● **WRITTEN REQUEST**
Set down the material below in full, matching it exactly.
---------- SUPPLIED MATERIAL ----------
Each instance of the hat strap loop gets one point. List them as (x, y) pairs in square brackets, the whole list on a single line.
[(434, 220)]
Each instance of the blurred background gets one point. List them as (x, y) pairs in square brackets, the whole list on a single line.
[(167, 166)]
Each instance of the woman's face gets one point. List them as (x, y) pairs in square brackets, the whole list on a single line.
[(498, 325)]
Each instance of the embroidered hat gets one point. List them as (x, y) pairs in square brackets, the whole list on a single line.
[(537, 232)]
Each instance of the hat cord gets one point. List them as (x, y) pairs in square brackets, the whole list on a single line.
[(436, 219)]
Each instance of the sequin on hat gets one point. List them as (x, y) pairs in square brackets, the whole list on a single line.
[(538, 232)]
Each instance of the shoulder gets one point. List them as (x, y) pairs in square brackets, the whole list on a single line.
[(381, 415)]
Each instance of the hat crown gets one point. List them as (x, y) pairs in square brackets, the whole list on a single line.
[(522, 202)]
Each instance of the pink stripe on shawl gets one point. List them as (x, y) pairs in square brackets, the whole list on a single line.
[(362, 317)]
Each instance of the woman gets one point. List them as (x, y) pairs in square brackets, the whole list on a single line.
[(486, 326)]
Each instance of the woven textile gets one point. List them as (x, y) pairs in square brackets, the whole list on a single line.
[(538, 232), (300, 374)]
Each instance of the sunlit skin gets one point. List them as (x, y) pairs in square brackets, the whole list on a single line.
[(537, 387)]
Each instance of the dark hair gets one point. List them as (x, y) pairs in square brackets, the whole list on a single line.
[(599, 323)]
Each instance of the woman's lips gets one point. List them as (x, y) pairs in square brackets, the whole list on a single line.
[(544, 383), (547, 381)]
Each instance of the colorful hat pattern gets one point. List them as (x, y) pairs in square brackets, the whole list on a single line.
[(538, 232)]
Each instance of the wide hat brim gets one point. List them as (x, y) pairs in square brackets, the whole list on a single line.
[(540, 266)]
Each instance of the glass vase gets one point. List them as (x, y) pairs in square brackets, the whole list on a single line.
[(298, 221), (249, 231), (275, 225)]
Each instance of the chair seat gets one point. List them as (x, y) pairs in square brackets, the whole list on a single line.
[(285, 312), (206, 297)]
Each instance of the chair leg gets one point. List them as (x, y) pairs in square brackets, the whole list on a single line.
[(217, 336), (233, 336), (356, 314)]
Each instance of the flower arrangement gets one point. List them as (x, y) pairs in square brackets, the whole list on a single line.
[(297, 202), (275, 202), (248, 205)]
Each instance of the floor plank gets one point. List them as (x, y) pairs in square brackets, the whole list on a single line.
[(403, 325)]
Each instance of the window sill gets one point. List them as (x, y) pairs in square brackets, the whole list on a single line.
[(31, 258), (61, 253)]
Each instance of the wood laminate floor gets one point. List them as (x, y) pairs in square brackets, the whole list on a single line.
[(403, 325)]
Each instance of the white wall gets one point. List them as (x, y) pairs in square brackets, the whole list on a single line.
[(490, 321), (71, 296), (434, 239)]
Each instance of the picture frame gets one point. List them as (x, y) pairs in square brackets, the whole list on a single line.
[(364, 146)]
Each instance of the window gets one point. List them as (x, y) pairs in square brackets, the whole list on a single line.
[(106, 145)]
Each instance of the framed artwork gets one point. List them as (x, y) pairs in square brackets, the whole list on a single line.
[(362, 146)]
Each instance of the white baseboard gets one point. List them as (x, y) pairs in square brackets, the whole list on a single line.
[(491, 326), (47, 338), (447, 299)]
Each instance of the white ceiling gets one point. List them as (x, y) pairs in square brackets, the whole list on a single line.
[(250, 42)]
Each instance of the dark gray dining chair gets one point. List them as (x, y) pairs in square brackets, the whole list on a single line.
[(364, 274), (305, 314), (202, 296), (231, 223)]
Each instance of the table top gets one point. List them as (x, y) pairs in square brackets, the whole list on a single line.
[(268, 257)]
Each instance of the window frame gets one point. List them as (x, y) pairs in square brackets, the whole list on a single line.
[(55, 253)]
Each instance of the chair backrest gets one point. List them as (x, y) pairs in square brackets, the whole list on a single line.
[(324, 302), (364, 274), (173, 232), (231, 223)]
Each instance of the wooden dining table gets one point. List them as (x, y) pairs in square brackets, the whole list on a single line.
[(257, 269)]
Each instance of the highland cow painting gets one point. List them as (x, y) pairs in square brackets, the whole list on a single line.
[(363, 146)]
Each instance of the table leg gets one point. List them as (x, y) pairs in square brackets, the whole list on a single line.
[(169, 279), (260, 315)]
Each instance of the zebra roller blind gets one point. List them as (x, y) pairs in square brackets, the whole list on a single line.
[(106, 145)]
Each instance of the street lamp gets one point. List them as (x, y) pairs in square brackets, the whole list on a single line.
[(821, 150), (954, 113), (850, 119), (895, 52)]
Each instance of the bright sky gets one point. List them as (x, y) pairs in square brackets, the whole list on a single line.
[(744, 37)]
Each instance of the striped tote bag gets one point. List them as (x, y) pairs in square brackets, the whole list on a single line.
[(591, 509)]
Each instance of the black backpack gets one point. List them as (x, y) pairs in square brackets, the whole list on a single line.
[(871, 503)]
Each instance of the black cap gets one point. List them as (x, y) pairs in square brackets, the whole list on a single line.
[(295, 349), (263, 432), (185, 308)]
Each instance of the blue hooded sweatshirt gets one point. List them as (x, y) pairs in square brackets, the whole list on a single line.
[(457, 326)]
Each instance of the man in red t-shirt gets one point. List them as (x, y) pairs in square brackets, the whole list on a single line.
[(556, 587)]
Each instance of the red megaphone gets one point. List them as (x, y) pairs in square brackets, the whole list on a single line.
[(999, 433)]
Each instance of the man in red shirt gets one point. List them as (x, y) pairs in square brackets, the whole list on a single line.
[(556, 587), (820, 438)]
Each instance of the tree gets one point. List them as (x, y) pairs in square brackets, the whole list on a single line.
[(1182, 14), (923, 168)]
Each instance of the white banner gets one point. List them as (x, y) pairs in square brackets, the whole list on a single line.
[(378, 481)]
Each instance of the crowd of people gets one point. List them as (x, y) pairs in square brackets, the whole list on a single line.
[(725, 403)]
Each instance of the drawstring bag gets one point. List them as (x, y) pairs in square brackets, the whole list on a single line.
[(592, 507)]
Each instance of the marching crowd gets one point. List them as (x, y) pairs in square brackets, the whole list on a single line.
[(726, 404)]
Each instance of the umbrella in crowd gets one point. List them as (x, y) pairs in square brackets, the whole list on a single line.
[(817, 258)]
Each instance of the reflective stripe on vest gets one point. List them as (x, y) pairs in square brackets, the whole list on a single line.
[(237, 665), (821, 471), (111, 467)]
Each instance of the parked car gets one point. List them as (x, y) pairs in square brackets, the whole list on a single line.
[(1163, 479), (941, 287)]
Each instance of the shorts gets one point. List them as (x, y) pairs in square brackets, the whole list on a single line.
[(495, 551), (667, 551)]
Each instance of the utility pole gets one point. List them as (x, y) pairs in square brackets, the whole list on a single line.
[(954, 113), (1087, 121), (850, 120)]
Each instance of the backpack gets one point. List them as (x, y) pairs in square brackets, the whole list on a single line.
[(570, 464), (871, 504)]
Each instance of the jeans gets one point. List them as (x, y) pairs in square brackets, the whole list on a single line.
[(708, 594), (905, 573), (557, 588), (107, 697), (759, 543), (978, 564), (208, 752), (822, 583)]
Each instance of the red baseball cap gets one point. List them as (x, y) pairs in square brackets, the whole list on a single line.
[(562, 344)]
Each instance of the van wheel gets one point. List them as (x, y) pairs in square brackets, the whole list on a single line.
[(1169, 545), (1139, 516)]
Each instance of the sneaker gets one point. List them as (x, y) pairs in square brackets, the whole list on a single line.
----------
● **ANSWER FOR THIS EXERCISE**
Each instance of the hat strap loop gets one point. List them as (x, y) pairs in square brackets, the whole list on a single line.
[(434, 220)]
Each instance of the blurred background gets one point. List them as (x, y) pairs in square brackets, the whole list on a single line.
[(167, 166)]
Each instance of the woman's face gets one point. List them as (x, y) pairs in square brackets, the whole list on a single line.
[(498, 325)]
Each instance of the embroidered hat gets one point. List them as (x, y) pairs in square brackets, the whole list on a single line.
[(537, 232)]
Each instance of the hat cord gets one point. List them as (x, y) pairs in square brackets, the whole list on a single line.
[(436, 219)]
Each instance of the sequin on hat gets one point. List them as (x, y) pairs in square brackets, the whole list on a single line.
[(538, 232)]
Each instance of the shoulder gets one point. List them as (x, y) pairs in square brackets, the whole list on a single line.
[(381, 415)]
Each instance of the hat crown gets one point. List them as (x, y) pairs in square brackets, the whole list on a single line.
[(522, 202)]
Each instance of the pink stripe on shawl gets one point. List them as (x, y) pairs in square brackets, the whole list on a single line.
[(362, 317)]
Each instance of the woman gets one point. List them as (x, y) pairs in square brackets, the whole list on a single line.
[(486, 326)]
Each instance of the woven textile gets one point. List them as (x, y) pairs in square brackets, the whole list on a single line.
[(538, 232), (300, 374)]
Each instance of the sunlit skin gets one point. List them as (x, y) pairs in square brackets, the whole list on a single line.
[(537, 387)]
Each instance of the dark hair gets one point. List them as (x, y) pairs in square brackets, the whole list on a single line.
[(599, 323)]
Each instance of the woman's lips gets one point. List them as (x, y) pairs in square brackets, the whole list on a single line.
[(544, 383), (547, 381)]
Each instance of the colorful hat pattern gets one point. List them as (x, y) pairs in square brackets, the whole list on a single line.
[(538, 232)]
Each instance of the wide hat brim gets one point. List them as (x, y) pairs in square brackets, the whole list on a single line.
[(540, 266)]
Each instance of the glass vase gets one point. List them as (x, y) pairs in square brackets, the whole list on a single line.
[(298, 221), (249, 231), (275, 225)]
Each instance of the chair seat gets one point. List them as (x, y) pairs in square brackets, the whole list on a single line.
[(285, 312), (206, 297)]
Each instance of the chair leg gets one point. List them as (x, y) pairs in square brackets, the whole list on a single line.
[(217, 336), (233, 336), (356, 314)]
Each instance of the flower arrangement gets one point. List them as (x, y) pairs in square brackets, the whole list on a single line.
[(297, 202), (275, 202), (248, 205)]
Each instance of the floor plank gets one point. List them as (x, y) pairs in square brackets, the whole list on a single line.
[(403, 325)]
Each instance of the window sill gets one point. List them as (x, y) pairs in square brackets, the whole list on a single line.
[(31, 258), (61, 253)]
Each instance of the wood laminate floor gets one point. List them as (x, y) pairs in square brackets, the whole list on a single line.
[(403, 325)]
Each instance of the white wall gets one point. List them as (x, y) pairs in square brackets, the whole list on a single line.
[(490, 321), (71, 296), (434, 239)]
Each instance of the picture frame gets one point. List them as (x, y) pairs in square brackets, the whole list on a single line.
[(364, 146)]
Each instance of the window gets one point. List them as (x, y) pairs in square brackets, the whole list on a single line.
[(106, 145)]
Each instance of the framed artwork gets one point. List them as (x, y) pairs in square brackets, the whole list on a single line.
[(362, 146)]
Each instance of the white baseboard gets one point. List them as (x, y) pairs in square brackets, the whole list on a single line.
[(491, 326), (47, 338), (447, 299)]
Each instance of the white ceiling gets one point. List them as (x, y) pairs in square brackets, the whole list on a single line.
[(250, 42)]
Each instance of the dark gray dining chair gets one point. List them as (x, y) pairs in square brackets, the whole list on a single line.
[(364, 274), (305, 314), (202, 296), (231, 223)]
Each instance of the table top gets one point. List them as (x, y) pairs in square brackets, the whole list on a single line.
[(268, 257)]
Each instance of the window frame gets one point. List them as (x, y) pairs in square brackets, the whole list on a single line.
[(55, 253)]
Each instance of the chair backrest gets one point. List them as (x, y) pairs in square brackets, the whole list on a single line.
[(324, 302), (364, 274), (173, 232), (231, 223)]
Each instance of the wooden dining table gets one point. List them as (x, y) pairs in square brackets, the whole list on a single line.
[(257, 269)]
Each instance of the highland cow painting gets one point. List them as (x, y) pairs in square brackets, the whole list on a single line.
[(363, 146)]
Each instance of the table leg gets one point. List them as (x, y) pairs in square brackets, the whole list on a single line.
[(169, 279), (260, 315)]
Each instance of the zebra roller blind gets one point. List them as (x, y) pairs in square brackets, the whole list on a single line.
[(106, 145)]
Each instance of the street lamp gets one point. List them as (x, y) pairs in square brackets, the whole list on a single line.
[(821, 150), (954, 113), (850, 119), (895, 52)]
Each instance of the bright sky gets one point. List them as (x, y) pairs in square brackets, the whole list on a single line.
[(744, 37)]
Each instance of the striped tote bag gets one point. List them as (x, y) pairs in square brackets, the whole list on a single line.
[(591, 509)]
Each instance of the black backpack gets one point. List them as (x, y) pairs in square brackets, the whole list on a single line.
[(871, 503)]
Each instance of the black cap gets one point. List them as (x, y) pairs in square brackets, the whole list on a single line.
[(295, 349), (263, 432), (185, 308)]
Each instance of the blue hooded sweatshirt gets one point. List them as (x, y) pairs in square brackets, the whole list on a single line.
[(457, 326)]
Each instance of the man in red t-shirt gets one point. List them as (x, y) pairs in square brackets, the whole list on a single line.
[(556, 587)]
Each instance of the red megaphone gets one point. List them as (x, y) pairs in square brackets, the whole list on a single line.
[(999, 433)]
Each instance of the man in red shirt gets one point. List them as (x, y) pairs in square brackets, the whole list on a single line.
[(556, 587), (820, 438)]
Each instance of the tree gets one point. List them as (x, y) pairs in square brackets, the whole list on a single line.
[(1182, 14), (923, 168)]
Each instance of the white banner gets one point. List them as (x, y) pairs in square brackets, the whole list on a single line.
[(378, 481)]
Each instance of the crowd of people gets one point. List them as (x, y) pairs in square brackets, the whole list on a single line.
[(725, 403)]
Each instance of the drawstring bag gets one point. List them as (x, y) pairs in square brackets, the whole list on a single line.
[(592, 507)]
Each instance of the marching crowd gets one point. List them as (x, y) pairs in square brackets, the whole list on a single line.
[(726, 404)]
Each instance of the umbrella in crowd gets one point. List them as (x, y) pairs in square brackets, the whole list on a single line.
[(817, 258)]
Each instance of the reflective stripe on vest gets one point. List them as (x, y) pairs in square brackets, the whole list on a single line.
[(237, 665), (821, 471), (111, 467)]
Each instance of the parked car gets one point. List them as (x, y) pairs in square brackets, the whole list on a single line.
[(1163, 479), (941, 287)]
Each instance of the shorts gets one point. List them as (x, y) pairs in square brackets, the whole list on a single line.
[(495, 551), (667, 551)]
Each instance of the utility pole gets one point. List them as (x, y) pairs in square brackets, the whole list on a single line.
[(954, 113), (1087, 121), (850, 120)]
Each instance of the backpack gets one point. List them as (x, y) pairs in square brackets, the whole list on a single line.
[(570, 464), (871, 504)]
Each instance of the jeans gets one point. List them as (x, y) pairs in square brackets, the whole list on a single line.
[(708, 594), (905, 573), (557, 588), (107, 697), (759, 543), (978, 564), (208, 752), (822, 583)]
Each instance of the red baseball cap gets one point. List them as (x, y) pairs in square brackets, the whole list on a single line.
[(562, 344)]
Each instance of the van wheel gets one point. List them as (x, y) pairs in square brackets, the whole list on a single line.
[(1169, 545), (1139, 516)]
Each instance of the sneaker gets one point. List them as (x, y) pairs in square brackets, the whole list on a single line.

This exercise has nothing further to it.